■ **Problem to work on**:
Return verbatim the run of lines that opens with the line holding "Task: locate the metal" and closes with the last line of the records.

Location identification entries

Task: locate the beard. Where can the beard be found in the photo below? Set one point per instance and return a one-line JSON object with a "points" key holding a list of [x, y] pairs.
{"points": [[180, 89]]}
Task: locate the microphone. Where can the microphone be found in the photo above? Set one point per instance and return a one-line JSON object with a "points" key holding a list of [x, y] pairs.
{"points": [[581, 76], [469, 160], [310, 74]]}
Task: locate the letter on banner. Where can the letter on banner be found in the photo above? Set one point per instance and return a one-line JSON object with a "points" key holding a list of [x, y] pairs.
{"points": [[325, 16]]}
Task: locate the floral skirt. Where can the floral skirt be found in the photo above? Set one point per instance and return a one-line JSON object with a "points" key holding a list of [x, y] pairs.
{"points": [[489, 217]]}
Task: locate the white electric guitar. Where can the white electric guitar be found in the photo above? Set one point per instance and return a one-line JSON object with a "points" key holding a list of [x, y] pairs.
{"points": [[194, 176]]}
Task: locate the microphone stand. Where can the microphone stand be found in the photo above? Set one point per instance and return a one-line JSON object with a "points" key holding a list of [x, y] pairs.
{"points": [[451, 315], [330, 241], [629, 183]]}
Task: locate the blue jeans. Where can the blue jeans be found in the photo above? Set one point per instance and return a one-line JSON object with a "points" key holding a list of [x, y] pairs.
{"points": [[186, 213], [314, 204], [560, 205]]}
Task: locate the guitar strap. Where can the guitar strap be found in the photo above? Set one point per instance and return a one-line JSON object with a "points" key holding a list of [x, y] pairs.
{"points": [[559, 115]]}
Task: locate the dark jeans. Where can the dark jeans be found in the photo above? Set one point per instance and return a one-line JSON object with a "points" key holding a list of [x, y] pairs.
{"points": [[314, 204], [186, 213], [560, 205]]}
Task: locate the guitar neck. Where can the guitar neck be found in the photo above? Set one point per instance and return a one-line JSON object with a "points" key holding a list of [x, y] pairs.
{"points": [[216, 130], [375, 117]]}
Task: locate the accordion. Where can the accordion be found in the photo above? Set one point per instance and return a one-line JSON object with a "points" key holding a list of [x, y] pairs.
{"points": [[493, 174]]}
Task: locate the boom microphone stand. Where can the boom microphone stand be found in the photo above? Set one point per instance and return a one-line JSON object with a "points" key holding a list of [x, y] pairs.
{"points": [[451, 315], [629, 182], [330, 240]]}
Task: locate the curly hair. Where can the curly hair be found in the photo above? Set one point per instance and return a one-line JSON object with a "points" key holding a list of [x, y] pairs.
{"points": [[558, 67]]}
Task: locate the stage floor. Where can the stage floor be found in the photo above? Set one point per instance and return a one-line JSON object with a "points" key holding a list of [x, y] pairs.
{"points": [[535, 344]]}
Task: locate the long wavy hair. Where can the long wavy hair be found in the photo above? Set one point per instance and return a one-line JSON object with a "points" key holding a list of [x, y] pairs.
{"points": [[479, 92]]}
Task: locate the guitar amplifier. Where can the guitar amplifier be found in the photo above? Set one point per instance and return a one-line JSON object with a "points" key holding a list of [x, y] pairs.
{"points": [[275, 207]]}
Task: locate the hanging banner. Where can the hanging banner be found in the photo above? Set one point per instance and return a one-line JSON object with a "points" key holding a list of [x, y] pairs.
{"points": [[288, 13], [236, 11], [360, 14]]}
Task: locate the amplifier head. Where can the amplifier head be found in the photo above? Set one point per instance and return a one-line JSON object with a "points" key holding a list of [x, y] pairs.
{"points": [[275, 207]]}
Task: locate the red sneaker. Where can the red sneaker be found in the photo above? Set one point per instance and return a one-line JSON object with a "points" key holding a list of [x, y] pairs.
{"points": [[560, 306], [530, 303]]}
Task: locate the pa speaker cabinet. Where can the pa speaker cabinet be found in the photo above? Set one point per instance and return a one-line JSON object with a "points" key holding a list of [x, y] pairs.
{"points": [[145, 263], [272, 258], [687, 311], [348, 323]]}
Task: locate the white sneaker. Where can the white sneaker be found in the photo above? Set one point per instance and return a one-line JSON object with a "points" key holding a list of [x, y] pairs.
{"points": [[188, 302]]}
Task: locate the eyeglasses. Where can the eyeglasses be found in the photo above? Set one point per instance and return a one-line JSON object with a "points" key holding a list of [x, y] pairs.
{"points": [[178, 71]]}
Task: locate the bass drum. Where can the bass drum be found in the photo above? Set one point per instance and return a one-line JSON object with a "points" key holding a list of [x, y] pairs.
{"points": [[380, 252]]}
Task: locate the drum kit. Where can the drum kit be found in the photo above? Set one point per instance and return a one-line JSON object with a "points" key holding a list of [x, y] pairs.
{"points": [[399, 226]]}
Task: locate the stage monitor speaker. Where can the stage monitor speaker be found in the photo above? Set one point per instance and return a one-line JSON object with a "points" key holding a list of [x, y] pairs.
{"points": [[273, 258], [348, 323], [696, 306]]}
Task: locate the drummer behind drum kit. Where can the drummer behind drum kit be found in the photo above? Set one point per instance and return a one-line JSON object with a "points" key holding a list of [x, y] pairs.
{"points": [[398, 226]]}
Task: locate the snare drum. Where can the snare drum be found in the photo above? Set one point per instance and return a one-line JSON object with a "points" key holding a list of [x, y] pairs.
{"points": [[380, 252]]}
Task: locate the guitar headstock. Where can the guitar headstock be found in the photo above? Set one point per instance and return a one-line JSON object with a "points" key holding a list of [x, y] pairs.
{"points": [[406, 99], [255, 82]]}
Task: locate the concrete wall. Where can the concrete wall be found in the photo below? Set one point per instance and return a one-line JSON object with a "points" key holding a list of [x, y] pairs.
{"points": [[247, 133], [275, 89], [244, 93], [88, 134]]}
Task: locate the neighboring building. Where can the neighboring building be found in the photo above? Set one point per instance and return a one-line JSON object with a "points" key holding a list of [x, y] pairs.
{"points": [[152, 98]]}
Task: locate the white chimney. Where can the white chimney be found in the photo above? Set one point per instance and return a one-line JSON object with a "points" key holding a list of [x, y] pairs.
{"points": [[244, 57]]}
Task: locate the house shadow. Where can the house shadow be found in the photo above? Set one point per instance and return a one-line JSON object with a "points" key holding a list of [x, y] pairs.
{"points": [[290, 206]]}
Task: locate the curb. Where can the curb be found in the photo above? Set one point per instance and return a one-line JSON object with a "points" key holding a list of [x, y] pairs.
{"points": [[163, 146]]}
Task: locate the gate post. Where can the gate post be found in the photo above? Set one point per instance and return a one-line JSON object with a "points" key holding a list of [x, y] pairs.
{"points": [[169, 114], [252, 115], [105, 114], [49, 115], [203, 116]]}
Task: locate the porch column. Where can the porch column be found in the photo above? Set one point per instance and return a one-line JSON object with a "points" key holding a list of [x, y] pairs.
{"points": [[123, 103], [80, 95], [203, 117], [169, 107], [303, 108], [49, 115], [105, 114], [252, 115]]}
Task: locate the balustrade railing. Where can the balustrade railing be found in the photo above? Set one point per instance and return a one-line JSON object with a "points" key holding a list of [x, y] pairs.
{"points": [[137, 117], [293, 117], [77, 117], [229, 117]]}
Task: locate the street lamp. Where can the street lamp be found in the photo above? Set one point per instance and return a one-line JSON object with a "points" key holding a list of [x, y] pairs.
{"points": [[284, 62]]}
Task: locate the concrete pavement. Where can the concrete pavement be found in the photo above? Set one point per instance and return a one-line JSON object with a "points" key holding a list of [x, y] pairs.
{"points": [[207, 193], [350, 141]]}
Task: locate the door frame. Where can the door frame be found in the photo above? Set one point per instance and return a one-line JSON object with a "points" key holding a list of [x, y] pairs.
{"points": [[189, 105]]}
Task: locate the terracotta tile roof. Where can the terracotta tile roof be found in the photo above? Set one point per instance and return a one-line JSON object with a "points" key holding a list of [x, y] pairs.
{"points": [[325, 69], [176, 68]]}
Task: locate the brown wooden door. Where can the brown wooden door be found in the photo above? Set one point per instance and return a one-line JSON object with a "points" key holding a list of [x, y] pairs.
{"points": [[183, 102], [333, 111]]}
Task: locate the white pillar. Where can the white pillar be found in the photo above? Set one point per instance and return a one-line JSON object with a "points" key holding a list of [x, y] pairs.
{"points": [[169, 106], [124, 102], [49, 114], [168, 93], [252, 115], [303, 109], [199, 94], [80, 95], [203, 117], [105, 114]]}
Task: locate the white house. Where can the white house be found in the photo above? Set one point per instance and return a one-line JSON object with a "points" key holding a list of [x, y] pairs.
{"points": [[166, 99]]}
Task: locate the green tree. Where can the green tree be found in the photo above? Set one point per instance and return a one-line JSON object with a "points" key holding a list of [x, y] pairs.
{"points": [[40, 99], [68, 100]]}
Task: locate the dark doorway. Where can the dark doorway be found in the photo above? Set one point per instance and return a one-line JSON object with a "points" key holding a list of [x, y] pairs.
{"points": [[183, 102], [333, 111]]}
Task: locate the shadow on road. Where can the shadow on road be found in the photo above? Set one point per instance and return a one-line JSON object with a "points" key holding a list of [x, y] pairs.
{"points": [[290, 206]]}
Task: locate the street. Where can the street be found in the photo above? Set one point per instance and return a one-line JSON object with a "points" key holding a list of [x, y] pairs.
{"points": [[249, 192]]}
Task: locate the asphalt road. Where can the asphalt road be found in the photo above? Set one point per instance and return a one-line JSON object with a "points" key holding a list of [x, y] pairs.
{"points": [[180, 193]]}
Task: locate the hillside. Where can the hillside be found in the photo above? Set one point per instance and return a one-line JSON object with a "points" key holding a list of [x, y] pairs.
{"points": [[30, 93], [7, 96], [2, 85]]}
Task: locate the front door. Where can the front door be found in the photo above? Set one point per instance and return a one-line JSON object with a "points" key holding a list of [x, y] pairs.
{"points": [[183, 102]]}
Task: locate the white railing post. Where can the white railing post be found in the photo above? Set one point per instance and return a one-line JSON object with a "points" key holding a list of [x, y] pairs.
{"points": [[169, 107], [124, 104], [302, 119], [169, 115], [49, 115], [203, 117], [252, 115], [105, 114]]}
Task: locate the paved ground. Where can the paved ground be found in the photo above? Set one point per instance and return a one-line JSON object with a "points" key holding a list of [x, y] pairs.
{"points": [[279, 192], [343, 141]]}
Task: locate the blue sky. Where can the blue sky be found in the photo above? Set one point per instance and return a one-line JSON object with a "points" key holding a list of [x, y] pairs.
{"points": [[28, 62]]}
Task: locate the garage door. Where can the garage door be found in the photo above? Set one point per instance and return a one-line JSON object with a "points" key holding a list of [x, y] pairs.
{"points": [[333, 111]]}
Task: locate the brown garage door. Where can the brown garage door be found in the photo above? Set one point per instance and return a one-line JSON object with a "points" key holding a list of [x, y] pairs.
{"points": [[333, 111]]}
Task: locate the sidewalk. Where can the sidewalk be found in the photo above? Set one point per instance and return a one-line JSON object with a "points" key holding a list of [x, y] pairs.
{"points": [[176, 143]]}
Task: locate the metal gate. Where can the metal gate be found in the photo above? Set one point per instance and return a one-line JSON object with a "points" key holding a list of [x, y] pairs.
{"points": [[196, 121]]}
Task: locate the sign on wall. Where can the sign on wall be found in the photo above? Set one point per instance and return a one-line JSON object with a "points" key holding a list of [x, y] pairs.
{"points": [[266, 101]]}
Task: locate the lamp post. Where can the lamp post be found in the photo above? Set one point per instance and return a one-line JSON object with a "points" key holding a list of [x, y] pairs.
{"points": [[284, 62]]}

■ **Answer to this task**:
Task: locate the metal gate. Where can the metal gate be found in the photo above? Set one point per instance and return a one-line JSON object with a "points" key holding a list of [x, y] pairs.
{"points": [[196, 121]]}
Task: locate the sign on wall. Where can the sign on wall be found in the photo above? Set one point per instance and return a one-line JSON object with a "points" key holding a list of [x, y] pairs.
{"points": [[266, 101]]}
Task: locate the lamp post. Where can the lamp post be found in the photo above? Set one point per instance and return a one-line JSON object with a "points" key holding a list of [x, y] pairs.
{"points": [[284, 62]]}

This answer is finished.